··· ENTRIES SUPPLIED ···

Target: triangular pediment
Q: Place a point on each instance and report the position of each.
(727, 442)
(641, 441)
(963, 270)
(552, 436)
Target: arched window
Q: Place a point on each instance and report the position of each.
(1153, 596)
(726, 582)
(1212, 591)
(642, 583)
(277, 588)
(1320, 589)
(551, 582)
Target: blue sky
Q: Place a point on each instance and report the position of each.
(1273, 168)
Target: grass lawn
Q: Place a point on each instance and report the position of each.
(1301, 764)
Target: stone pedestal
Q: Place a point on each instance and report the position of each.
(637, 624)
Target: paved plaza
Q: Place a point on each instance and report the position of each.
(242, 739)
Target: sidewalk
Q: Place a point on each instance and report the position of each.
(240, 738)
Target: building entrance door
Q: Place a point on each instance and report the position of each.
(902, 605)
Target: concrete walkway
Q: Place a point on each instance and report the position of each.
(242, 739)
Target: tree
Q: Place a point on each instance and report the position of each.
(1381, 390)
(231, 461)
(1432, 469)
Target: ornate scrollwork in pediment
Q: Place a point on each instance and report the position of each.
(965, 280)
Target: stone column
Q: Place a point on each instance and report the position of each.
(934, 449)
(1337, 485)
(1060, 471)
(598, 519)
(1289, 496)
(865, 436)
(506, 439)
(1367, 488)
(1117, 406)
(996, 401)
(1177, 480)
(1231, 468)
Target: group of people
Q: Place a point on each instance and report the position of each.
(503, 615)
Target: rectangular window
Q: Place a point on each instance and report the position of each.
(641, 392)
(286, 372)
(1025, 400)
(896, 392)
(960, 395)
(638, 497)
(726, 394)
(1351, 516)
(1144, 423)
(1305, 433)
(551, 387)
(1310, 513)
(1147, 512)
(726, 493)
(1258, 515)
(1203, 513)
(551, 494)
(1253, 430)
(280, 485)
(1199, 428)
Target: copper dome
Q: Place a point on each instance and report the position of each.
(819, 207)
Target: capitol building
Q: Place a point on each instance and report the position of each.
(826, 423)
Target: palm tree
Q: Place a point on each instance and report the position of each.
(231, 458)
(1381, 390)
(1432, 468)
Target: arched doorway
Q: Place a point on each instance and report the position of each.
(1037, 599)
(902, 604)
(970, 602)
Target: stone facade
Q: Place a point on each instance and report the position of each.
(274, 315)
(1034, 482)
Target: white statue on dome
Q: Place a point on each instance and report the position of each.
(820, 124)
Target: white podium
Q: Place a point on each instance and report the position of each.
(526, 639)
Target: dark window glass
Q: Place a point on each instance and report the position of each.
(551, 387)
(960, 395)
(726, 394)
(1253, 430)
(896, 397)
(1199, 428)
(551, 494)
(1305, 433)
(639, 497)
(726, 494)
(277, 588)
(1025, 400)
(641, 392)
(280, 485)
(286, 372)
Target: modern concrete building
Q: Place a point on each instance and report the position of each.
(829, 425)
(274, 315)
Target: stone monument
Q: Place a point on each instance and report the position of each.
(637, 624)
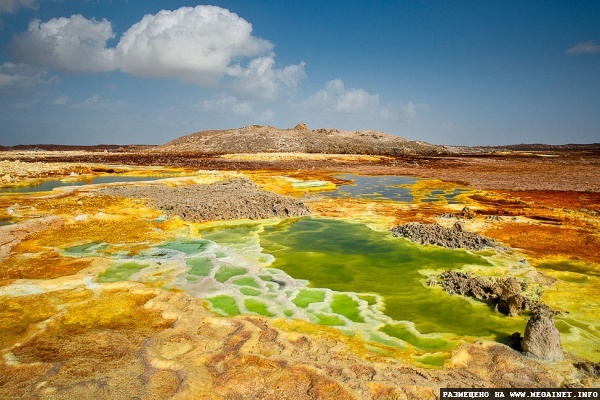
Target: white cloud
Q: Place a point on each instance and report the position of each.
(97, 102)
(410, 109)
(584, 48)
(16, 75)
(262, 80)
(204, 45)
(227, 104)
(335, 98)
(12, 6)
(73, 44)
(231, 105)
(60, 101)
(190, 44)
(356, 104)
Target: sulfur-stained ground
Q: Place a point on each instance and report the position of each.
(64, 335)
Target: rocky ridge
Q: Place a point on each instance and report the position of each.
(300, 139)
(231, 199)
(451, 238)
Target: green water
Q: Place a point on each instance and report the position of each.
(49, 185)
(120, 272)
(395, 188)
(348, 257)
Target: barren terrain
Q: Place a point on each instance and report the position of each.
(61, 338)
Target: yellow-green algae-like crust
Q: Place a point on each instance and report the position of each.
(64, 335)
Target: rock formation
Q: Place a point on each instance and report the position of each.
(225, 200)
(300, 139)
(541, 338)
(505, 296)
(452, 238)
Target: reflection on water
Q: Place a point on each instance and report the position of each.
(321, 270)
(395, 188)
(49, 185)
(337, 273)
(349, 257)
(374, 187)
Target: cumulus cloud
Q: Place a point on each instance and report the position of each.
(191, 44)
(589, 47)
(204, 45)
(231, 105)
(334, 97)
(16, 75)
(12, 6)
(60, 101)
(261, 79)
(73, 44)
(358, 104)
(411, 109)
(227, 104)
(97, 102)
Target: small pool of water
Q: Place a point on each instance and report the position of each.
(50, 185)
(395, 188)
(348, 257)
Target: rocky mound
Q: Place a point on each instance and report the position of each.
(541, 338)
(226, 200)
(452, 238)
(504, 295)
(300, 139)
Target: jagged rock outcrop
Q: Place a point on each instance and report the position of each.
(541, 338)
(452, 238)
(300, 139)
(237, 198)
(504, 295)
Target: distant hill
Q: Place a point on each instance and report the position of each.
(268, 139)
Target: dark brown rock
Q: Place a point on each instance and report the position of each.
(452, 238)
(232, 199)
(542, 339)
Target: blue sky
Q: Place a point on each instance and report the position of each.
(446, 72)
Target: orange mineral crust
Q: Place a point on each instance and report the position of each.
(101, 296)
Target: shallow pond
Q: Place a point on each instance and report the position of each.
(53, 184)
(395, 188)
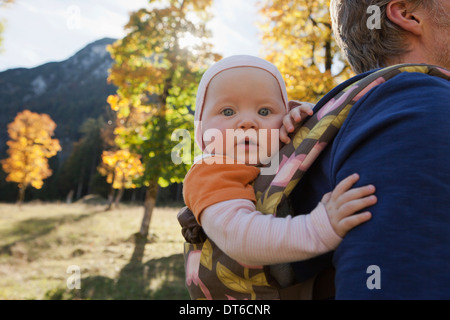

···

Whenever the string "dome" turns up in a line of the data, copy that line.

Target: copper dome
Target: white statue on dome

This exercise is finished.